▶ Seçilmiş malzeme
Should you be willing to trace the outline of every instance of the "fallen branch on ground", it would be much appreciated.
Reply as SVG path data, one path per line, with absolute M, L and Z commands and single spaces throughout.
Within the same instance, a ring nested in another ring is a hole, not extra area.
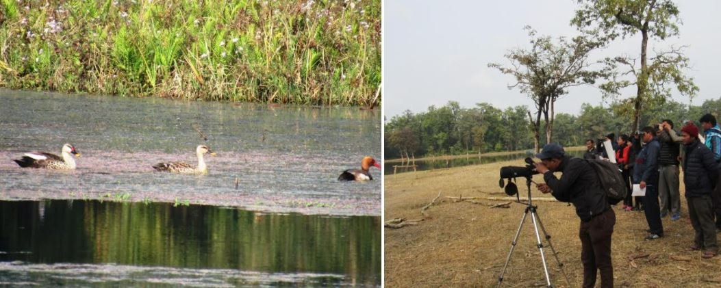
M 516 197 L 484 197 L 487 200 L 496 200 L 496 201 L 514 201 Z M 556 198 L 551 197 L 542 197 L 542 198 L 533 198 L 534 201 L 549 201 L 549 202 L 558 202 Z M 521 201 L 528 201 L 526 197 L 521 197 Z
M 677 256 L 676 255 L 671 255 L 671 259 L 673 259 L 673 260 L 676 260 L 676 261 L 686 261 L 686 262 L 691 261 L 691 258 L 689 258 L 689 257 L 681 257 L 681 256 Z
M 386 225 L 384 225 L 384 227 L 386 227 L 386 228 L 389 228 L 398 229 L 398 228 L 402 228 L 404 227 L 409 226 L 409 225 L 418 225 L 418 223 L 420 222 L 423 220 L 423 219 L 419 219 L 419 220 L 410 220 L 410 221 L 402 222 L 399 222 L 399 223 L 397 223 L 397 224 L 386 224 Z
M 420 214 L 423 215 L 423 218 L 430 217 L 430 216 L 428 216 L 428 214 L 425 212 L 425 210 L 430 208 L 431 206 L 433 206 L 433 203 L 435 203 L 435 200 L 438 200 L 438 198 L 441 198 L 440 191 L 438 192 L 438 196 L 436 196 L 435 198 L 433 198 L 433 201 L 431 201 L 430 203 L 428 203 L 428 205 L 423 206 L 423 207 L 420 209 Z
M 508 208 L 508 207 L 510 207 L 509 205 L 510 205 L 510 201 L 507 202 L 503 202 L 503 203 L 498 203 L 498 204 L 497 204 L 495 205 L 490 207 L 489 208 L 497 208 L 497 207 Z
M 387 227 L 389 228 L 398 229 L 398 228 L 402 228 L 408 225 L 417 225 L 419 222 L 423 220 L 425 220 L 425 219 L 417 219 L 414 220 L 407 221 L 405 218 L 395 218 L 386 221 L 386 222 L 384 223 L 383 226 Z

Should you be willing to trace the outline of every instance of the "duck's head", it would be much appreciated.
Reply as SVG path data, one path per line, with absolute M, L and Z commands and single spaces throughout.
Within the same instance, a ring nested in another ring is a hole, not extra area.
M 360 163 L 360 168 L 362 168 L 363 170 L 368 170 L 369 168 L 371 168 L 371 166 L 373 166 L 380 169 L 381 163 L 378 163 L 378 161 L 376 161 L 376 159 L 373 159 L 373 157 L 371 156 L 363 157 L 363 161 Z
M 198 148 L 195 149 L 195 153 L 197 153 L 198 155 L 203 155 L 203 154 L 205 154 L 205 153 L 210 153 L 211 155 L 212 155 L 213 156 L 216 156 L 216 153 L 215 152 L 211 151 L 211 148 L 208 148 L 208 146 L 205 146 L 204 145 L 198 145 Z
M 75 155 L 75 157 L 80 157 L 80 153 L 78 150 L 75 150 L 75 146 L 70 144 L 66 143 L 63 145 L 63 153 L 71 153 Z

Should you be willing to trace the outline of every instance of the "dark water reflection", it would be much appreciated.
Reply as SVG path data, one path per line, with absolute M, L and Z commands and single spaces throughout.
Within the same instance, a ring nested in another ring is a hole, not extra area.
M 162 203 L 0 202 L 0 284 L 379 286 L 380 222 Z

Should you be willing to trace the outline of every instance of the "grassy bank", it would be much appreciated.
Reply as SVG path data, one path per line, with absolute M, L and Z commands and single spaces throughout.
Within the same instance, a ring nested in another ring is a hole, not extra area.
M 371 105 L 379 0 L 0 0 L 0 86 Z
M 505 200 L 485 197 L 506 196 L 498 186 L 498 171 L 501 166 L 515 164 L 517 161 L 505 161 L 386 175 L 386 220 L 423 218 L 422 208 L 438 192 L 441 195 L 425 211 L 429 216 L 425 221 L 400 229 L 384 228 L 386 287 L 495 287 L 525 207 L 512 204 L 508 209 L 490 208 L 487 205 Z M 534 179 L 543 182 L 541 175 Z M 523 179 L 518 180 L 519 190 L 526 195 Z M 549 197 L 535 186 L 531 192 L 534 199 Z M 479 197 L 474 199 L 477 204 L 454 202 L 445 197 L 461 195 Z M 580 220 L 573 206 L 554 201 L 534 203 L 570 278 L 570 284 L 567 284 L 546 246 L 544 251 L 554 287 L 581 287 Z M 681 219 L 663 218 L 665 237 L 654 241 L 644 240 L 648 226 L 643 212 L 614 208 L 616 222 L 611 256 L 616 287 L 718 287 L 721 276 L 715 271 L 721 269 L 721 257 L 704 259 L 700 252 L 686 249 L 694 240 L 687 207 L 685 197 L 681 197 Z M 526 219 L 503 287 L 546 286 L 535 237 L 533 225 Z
--
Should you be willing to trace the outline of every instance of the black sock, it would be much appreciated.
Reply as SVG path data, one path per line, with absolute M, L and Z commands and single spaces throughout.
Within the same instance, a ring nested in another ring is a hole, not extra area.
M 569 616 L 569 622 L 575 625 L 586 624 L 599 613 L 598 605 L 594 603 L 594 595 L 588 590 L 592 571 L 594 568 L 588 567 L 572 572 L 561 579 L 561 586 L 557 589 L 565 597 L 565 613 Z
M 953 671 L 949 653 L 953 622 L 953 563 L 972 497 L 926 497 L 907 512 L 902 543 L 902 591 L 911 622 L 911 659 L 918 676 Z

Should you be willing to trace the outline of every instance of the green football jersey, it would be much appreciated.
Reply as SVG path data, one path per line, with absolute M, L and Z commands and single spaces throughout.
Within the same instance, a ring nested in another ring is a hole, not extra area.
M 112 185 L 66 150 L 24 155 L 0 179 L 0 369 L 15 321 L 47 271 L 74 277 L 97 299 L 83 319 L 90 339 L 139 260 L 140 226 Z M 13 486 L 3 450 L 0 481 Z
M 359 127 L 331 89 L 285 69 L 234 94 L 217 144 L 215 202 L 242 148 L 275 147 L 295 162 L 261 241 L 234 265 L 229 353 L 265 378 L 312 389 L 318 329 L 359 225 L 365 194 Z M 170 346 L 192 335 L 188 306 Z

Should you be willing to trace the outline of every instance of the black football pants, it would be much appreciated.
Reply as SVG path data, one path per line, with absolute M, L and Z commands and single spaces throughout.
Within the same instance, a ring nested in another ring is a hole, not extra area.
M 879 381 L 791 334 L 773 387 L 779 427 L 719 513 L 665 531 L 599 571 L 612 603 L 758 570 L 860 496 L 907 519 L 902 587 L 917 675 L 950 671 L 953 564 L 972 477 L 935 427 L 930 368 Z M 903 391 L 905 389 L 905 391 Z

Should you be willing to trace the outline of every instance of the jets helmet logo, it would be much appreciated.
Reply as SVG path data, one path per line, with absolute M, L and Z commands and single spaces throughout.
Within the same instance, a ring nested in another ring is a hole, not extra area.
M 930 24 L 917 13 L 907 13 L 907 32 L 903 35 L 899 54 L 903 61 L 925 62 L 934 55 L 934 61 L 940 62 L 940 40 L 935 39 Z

▶ Görev metni
Yukarıdaki malzemede "much" sözcüğünü içeren satırların hepsini topla.

▶ Alıştırma sonucu
Should you be willing to trace the outline of every instance of the "fallen branch on ground", it would be much appreciated.
Should you be willing to trace the outline of every instance of the "duck's head", it would be much appreciated.
Should you be willing to trace the outline of every instance of the "dark water reflection", it would be much appreciated.
Should you be willing to trace the outline of every instance of the "grassy bank", it would be much appreciated.
Should you be willing to trace the outline of every instance of the black sock, it would be much appreciated.
Should you be willing to trace the outline of every instance of the green football jersey, it would be much appreciated.
Should you be willing to trace the outline of every instance of the black football pants, it would be much appreciated.
Should you be willing to trace the outline of every instance of the jets helmet logo, it would be much appreciated.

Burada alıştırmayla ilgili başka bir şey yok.